# Need suggestion on PSU for the following Spec!



## Mercer (Oct 28, 2012)

I am building a new Mid range Gaming PC(My first self assembled PC!)...I am having problems on selecting the PSU and its getting out to be a pain in the a**. People are scaring the sh* out of me that i could crap my motherboard if i use a dumb PSU. Here is the SPEC:

CPU: AMD FX 6100 @ 3.3 GHz
GPU: Zotac Nvidia Geforce GTX 550 Ti 1 GB
Motherboard: ASUS M5A78L-M LX V2 Motherboard
Hard Drive: WD Caviar Blue 500 GB
RAM: Corsair Vengence DDR3 4 GB @ 1600 MHz

I know...most of these parts are cheap a**...but hey i am no hardcore gamer . I have the Corsair VS450 PSU in my mind but is that enough? as the PSU calculator suggested me a 400 W supply...But i am not taking any risks on the PSU part...So yah, I need some good suggestions! TY!


----------



## anirbandd (Oct 28, 2012)

[offtopic] you should opt for a higher capacity HD. say, 1TB?


----------



## The Incinerator (Oct 29, 2012)

Mercer said:


> I am building a new Mid range Gaming PC(My first self assembled PC!)...I am having problems on selecting the PSU and its getting out to be a pain in the a**. People are scaring the sh* out of me that i could crap my motherboard if i use a dumb PSU. Here is the SPEC:
> 
> CPU: AMD FX 6100 @ 3.3 GHz
> GPU: Zotac Nvidia Geforce GTX 550 Ti 1 GB
> ...



Your Stuff aint cheap at all,I would rather say its very sensible and frugal. For a PSU a Corsair CX430V2 is an adequate option but if you have future upgrades in mind better get a Corsair GS500. Chuck the VS450 out,not that good.


----------



## sumonpathak (Oct 29, 2012)

take anything from GS series of corsair or GX series from CM...
stay away from vengeance...go for gskills...or even Corsair XMS 3 is good..
as for the motherboard...try to take a 970 series motherboard..or u *may* face issues with the Turbo


----------



## Mercer (Oct 29, 2012)

I might switch to a better Graphics card in the future so i might as go with the 500 W option....The GS 500 is bit more costlier than the Seasonic ECO 500...they both provide two PCI-e Power connectors....Which should i choose? 

And Thank You all for the suggestions on the Motherboard and the RAM...verily appreciated....I already have a  500 GB hard Drive which i am planning to RAID with this one so i don't have the necessity of another 1TB...

And also i need suggestions on cheap but yet good Cases....just enough to fit all of these parts...TY!


----------



## anirbandd (Oct 29, 2012)

for cases, IMO, you should go for Desi brands. iBall, Frontech etc. they make sturdy and flashy cases. but beware of the PSU that come bundled.


----------



## The Incinerator (Oct 29, 2012)

For a Cabinet get a NZXT Gamma or Beta Evo - Rs 2600. If you are not gonna overclock to the teeth stick with the Vengeance but if you are going to overclock then get the GSkill Ripjaws.


----------



## pinball (Oct 29, 2012)

Mercer said:


> I am building a new Mid range Gaming PC(My first self assembled PC!)...I am having problems on selecting the PSU and its getting out to be a pain in the a**. People are scaring the sh* out of me that i could crap my motherboard if i use a dumb PSU.

Instructions for the task ::
Decide whether each statement below agrees with the power supply thread above, answering yes or no and quoting the thread's deciding words: (a) A PSU calculator suggested a 400 W supply to Mercer. (b) The Incinerator advises keeping the Corsair VS450. (c) Mercer says the GS 500 costs less than the Seasonic ECO 500.

Information provided ::
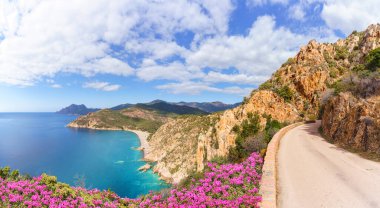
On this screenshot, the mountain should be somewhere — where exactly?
[174,101,241,113]
[67,101,207,133]
[110,103,134,110]
[145,24,380,183]
[110,100,240,114]
[57,104,100,115]
[136,100,207,115]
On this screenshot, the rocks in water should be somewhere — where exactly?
[138,163,152,172]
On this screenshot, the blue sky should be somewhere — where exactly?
[0,0,380,112]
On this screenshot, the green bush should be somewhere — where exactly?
[0,166,11,179]
[228,113,260,162]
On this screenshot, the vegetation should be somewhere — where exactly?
[275,86,294,102]
[75,110,163,132]
[329,48,380,97]
[365,48,380,72]
[281,58,296,67]
[259,80,274,90]
[228,113,284,162]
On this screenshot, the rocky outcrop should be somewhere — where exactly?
[148,24,380,182]
[138,163,151,172]
[322,93,380,155]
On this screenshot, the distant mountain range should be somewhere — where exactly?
[57,100,240,115]
[57,104,100,115]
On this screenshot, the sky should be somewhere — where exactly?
[0,0,380,112]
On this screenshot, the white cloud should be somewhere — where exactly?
[204,72,270,85]
[50,84,62,88]
[83,82,121,91]
[321,0,380,35]
[245,0,289,7]
[137,60,204,81]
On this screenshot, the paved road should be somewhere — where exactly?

Solution to this problem ::
(a) Yes: "as the PSU calculator suggested me a 400 W supply"
(b) No: "Chuck the VS450 out,not that good."
(c) No: "The GS 500 is bit more costlier than the Seasonic ECO 500"